## EXERCISE PROMPT
Exactly as they appear, output all of the entries.

>>>>

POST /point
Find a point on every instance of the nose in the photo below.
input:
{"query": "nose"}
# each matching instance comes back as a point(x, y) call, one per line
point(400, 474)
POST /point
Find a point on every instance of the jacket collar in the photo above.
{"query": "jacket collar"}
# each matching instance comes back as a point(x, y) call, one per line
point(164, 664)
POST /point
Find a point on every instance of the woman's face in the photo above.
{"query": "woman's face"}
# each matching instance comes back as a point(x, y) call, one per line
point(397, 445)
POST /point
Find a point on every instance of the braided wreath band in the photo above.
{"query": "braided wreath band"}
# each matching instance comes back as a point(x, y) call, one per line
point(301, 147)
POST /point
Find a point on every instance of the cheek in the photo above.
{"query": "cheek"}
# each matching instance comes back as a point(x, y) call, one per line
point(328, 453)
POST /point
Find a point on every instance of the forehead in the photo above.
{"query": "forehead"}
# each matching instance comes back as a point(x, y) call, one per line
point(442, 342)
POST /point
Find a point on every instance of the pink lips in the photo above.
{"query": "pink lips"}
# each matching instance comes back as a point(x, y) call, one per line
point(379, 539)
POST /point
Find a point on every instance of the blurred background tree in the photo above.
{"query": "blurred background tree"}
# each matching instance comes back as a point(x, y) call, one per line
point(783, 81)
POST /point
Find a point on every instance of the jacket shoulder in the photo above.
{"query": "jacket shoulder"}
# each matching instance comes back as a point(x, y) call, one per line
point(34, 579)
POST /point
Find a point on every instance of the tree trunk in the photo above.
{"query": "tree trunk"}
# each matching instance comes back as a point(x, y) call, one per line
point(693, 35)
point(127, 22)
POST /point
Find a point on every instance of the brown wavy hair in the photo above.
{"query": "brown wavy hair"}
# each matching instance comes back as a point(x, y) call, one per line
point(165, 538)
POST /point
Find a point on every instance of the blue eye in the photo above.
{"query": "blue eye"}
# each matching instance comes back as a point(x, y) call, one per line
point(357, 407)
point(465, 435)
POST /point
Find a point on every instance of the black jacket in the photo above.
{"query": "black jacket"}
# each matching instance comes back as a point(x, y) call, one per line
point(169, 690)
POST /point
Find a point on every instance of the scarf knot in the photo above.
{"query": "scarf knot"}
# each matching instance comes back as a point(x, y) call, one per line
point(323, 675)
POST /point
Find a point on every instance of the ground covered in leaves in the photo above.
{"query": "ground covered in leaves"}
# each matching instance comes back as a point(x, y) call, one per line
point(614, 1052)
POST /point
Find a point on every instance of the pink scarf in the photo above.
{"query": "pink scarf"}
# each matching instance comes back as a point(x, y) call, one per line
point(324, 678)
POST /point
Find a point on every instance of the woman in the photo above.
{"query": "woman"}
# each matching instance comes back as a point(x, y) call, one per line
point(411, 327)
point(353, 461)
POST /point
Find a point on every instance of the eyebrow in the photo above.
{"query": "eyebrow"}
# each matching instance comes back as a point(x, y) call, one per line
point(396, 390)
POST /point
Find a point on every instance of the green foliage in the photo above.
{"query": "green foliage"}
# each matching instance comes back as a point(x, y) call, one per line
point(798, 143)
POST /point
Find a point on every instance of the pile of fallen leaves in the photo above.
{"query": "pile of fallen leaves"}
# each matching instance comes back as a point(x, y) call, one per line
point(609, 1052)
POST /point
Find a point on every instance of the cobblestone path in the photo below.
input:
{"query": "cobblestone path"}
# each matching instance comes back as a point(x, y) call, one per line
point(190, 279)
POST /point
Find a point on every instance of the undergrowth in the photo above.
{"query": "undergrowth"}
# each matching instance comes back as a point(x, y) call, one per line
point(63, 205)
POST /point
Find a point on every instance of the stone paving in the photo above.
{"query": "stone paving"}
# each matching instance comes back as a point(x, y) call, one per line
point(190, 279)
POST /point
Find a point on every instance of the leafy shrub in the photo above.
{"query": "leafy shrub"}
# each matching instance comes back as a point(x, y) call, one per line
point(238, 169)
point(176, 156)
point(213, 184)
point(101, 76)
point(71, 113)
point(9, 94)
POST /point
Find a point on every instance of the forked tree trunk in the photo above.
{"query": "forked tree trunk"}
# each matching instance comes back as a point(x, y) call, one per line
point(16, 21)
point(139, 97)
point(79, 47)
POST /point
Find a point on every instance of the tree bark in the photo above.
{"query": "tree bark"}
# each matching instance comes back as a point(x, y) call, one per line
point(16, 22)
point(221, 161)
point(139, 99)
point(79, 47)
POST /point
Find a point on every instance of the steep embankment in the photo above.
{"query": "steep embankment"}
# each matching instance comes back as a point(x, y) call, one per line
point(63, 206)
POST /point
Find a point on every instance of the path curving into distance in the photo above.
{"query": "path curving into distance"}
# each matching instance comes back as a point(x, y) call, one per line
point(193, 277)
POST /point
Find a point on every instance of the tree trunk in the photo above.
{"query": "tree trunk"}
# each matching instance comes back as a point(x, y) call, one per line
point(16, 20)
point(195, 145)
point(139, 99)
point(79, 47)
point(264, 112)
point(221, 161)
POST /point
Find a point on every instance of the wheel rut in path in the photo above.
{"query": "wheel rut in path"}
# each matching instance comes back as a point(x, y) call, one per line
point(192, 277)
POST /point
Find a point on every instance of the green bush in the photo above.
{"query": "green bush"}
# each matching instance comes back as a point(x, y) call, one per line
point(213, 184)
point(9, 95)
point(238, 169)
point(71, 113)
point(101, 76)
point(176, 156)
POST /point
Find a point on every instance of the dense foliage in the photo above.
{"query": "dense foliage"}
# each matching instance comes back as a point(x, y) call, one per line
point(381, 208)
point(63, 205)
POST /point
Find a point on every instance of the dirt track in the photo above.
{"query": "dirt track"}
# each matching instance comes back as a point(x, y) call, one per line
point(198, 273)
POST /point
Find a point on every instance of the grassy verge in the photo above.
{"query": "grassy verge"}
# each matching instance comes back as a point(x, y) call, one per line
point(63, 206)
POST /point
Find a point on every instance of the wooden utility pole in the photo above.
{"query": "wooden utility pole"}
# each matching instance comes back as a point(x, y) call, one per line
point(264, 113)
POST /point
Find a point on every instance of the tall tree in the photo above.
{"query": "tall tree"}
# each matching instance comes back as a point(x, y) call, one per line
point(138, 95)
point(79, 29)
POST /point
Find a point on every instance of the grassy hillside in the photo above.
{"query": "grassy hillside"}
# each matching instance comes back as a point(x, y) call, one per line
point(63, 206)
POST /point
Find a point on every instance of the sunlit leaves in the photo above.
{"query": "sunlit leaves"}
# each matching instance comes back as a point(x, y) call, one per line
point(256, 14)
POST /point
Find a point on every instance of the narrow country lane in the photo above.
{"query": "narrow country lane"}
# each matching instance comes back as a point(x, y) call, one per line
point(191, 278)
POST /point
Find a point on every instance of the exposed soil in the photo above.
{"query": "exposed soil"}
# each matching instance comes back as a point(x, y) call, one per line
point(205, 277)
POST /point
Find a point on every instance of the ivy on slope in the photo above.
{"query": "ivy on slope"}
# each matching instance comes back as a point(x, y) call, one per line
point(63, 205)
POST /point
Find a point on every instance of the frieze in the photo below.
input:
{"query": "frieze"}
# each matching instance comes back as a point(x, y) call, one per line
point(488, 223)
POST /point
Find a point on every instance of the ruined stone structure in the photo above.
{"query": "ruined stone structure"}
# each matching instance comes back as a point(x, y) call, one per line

<<<<

## RESULT OF THE TASK
POST /point
Find a point on every instance of the nose in the photo below.
input:
{"query": "nose"}
# each matching instance comes back as a point(x, y) call, one per line
point(400, 474)
POST /point
Find a point on every instance of the jacket collar in the photo above.
{"query": "jacket collar"}
# each matching instance comes back as a point(x, y) call, one per line
point(164, 664)
POST /point
Find a point on every instance of the woman's face in the photo above.
{"query": "woman's face"}
# each matching instance comes back as a point(x, y) call, one per line
point(397, 445)
POST /point
Find a point on every instance of the braided wreath band in the photo above.
{"query": "braided wreath band"}
# each matching instance comes back as a point(x, y) call, one per line
point(301, 147)
POST /point
Find a point on every instance of the cheek in the photo above.
{"query": "cheek"}
# each matching instance comes back as a point(x, y) call, one per line
point(328, 453)
POST /point
Find a point on every instance of the forehead in the photo above.
{"query": "forehead"}
# each matching instance comes back as a point(x, y) call, one per line
point(442, 342)
POST /point
Find a point on every instance of the pink lips in the photo above.
{"query": "pink lips"}
# each matching instance comes back as a point(x, y) call, one per line
point(379, 539)
POST /point
Find a point on every instance of the blurred background tree in the photo above.
{"query": "blurred background tree"}
# each matching instance comes back as a point(x, y) call, one per line
point(783, 81)
POST /point
Find a point on every instance of the jacket shoulder in the photo above.
{"query": "jacket shoulder"}
# each matching instance comes back as a point(x, y) call, one per line
point(34, 579)
POST /point
Find a point on every instance of the tree trunk in the photo above.
{"query": "tree trunk"}
# each matching instance comes back as a point(x, y) call, one per line
point(693, 35)
point(127, 22)
POST /point
Find a point on every instance of the brown wavy hair in the photo above.
{"query": "brown wavy hair"}
# each matching instance comes back as a point(x, y) call, one per line
point(165, 538)
POST /point
Find a point on every instance of the blue eye in the photo above.
{"query": "blue eye"}
# each matching instance comes back as a point(x, y) call, one per line
point(357, 407)
point(465, 435)
POST /point
Find a point on every instance of the black jacket in the photo above.
{"query": "black jacket"}
# each matching instance comes back as a point(x, y) call, one per line
point(169, 690)
POST /point
Find a point on every instance of the scarf knot in the photo above.
{"query": "scarf knot"}
# each matching instance comes back as a point(x, y) call, one per line
point(323, 675)
POST /point
Find a point on every instance of the ground covered in leaves in the photo above.
{"query": "ground covered in leaves"}
# each matching instance comes back as a point(x, y) call, one per line
point(614, 1052)
POST /point
Find a point on every instance of the pink scarf in the photo above.
{"query": "pink scarf"}
# each matching instance comes back as a point(x, y) call, one per line
point(324, 678)
POST /point
Find a point on every instance of the woman in the photo above.
{"query": "woman"}
# each matching instance comes back as a point(x, y) call, one per line
point(411, 327)
point(353, 461)
POST /point
Find a point on every instance of the eyebrow in the photo above.
{"query": "eyebrow"}
# each matching instance comes back as a point(x, y) call, one per line
point(396, 390)
POST /point
Find a point on every instance of the green foliage in the photo above.
{"query": "green foliage"}
# each matching instance comes back as a point(x, y) call, one per line
point(798, 143)
POST /point
Find a point on every instance of the pile of fallen leaves in the photo above.
{"query": "pile of fallen leaves"}
# each matching instance comes back as a point(x, y) call, one per line
point(609, 1052)
POST /point
Find a point on every instance of the cobblestone path in the photo below.
input:
{"query": "cobblestone path"}
# each matching instance comes back as a point(x, y) call, one per line
point(190, 279)
POST /point
Find a point on every instance of the undergrowth in the photo above.
{"query": "undergrowth"}
# each matching instance comes back as a point(x, y) call, one per line
point(63, 205)
POST /point
Find a point on every instance of the stone paving in the photo above.
{"query": "stone paving"}
# each matching instance comes back as a point(x, y) call, one per line
point(190, 279)
POST /point
Find a point on every instance of the leafy shrub in the photo above.
{"query": "leafy shrub"}
# each matching instance comes back as a point(x, y) call, one per line
point(238, 169)
point(176, 156)
point(213, 184)
point(101, 76)
point(71, 113)
point(9, 94)
POST /point
Find a point on every instance of the forked tree trunk in the photo above.
{"query": "forked tree trunk"}
# each matching instance comes back as a point(x, y) call, one per line
point(16, 21)
point(139, 97)
point(79, 47)
POST /point
Find a point on every instance of the tree bark in the photo above.
{"query": "tree bark"}
# each matching instance comes back as a point(x, y) call, one per line
point(16, 22)
point(221, 161)
point(139, 99)
point(79, 47)
POST /point
Find a point on every instance of the steep embankment in the photo above.
{"query": "steep embankment"}
# each matching instance comes back as a point(x, y) call, one per line
point(63, 206)
POST /point
Find a point on every instance of the path curving into distance in the photo above.
{"query": "path curving into distance"}
# each matching instance comes back as a point(x, y) call, one per line
point(193, 277)
POST /point
Find a point on every instance of the tree trunk in the photo above.
{"query": "tree trunk"}
# each matching instance comes back as a point(x, y) call, one per line
point(16, 20)
point(195, 145)
point(139, 99)
point(79, 47)
point(264, 112)
point(221, 161)
POST /point
Find a point on every instance of the wheel rut in path in the photo above.
{"query": "wheel rut in path"}
# each matching instance comes back as a point(x, y) call, one per line
point(192, 277)
POST /point
Find a point on every instance of the green bush in the photo above.
{"query": "green bush"}
# each matching instance comes back as a point(x, y) call, one per line
point(213, 184)
point(9, 95)
point(238, 169)
point(71, 113)
point(101, 76)
point(176, 156)
POST /point
Find a point on every instance of the dense foliage in the photo above.
{"query": "dense foliage"}
# each matching instance comes back as a point(x, y) call, one per line
point(381, 208)
point(63, 205)
POST /point
Find a point on every instance of the dirt track in the photo above.
{"query": "dirt track"}
# each matching instance comes back as a point(x, y) call, one per line
point(198, 273)
POST /point
Find a point on every instance of the grassy verge in the photo above.
{"query": "grassy verge"}
# each matching instance comes back as a point(x, y) call, one per line
point(63, 206)
POST /point
Find a point on every instance of the wooden utility pole in the photo above.
{"query": "wooden utility pole"}
# each matching instance comes back as a point(x, y) call, one per line
point(264, 113)
POST /point
Find a point on every instance of the tall tree in the photo above.
{"query": "tall tree"}
# each matching instance comes back as a point(x, y) call, one per line
point(138, 95)
point(79, 29)
POST /point
Find a point on every instance of the grassy hillside in the photo above.
{"query": "grassy hillside"}
# each matching instance comes back as a point(x, y) call, one per line
point(63, 206)
POST /point
Find a point on every instance of the sunlit leaves in the photo above.
{"query": "sunlit leaves"}
# each matching instance comes back as a point(x, y) call, one per line
point(256, 14)
POST /point
Find a point on every instance of the narrow country lane in the photo above.
{"query": "narrow country lane"}
# each matching instance comes back as a point(x, y) call, one per line
point(191, 278)
POST /point
Find a point on every instance of the exposed soil in the photo above.
{"query": "exposed soil"}
# each matching instance comes back as a point(x, y) call, one per line
point(205, 277)
POST /point
Find a point on every instance of the ivy on slope in the photo above.
{"query": "ivy on slope"}
# each matching instance comes back as a point(x, y) call, one per line
point(63, 205)
POST /point
Find a point on every instance of the frieze in the photo below.
input:
{"query": "frieze"}
# each matching instance comes back as a point(x, y) call, one per line
point(488, 223)
POST /point
Find a point on every instance of the ruined stone structure in the photo above.
{"query": "ruined stone structure"}
# each matching instance comes back as a point(x, y) call, one per line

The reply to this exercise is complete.